A chaque démarrage, toujours le même réflexe, je cherche les repose pieds, jamais eu des reposes pieds si en avant, plus rien à voir avec la position sur la RS et pourtant j’ai pris le kit pour les avoir rapprochés. Trouver de nouveau repère, peut faire perdre la concentration et ce n’est pas le moment, si je loupe la bretelle de la N104, je suis bon pour un beau jardinage. La N104 me permet de rejoindre l’A5 pour 40 km : la seule portion à 4 voie, que j’emprunterai sur tout le voyage, elle me permettra de sortir de la région Parisienne le plus vite possible. La sortie 18 direction Montereau, sera la délivrance.

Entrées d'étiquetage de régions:
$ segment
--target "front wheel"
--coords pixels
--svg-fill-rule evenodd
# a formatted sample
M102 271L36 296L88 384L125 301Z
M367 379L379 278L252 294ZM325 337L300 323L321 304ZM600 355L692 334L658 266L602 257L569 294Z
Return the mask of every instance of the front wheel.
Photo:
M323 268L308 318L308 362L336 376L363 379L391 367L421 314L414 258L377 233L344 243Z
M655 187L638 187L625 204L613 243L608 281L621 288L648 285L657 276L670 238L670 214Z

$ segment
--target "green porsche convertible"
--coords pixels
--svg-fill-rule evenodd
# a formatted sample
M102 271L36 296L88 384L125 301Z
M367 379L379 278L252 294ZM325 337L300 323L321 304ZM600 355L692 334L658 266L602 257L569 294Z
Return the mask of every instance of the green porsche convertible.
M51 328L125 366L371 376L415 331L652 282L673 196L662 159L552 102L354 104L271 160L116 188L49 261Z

CONSIGNE
Relevez les deux routes et les deux lieux géographiques nommés dans le récit de trajet à moto, chacun une seule fois.

RÉSULTAT
N104, A5, région Parisienne, Montereau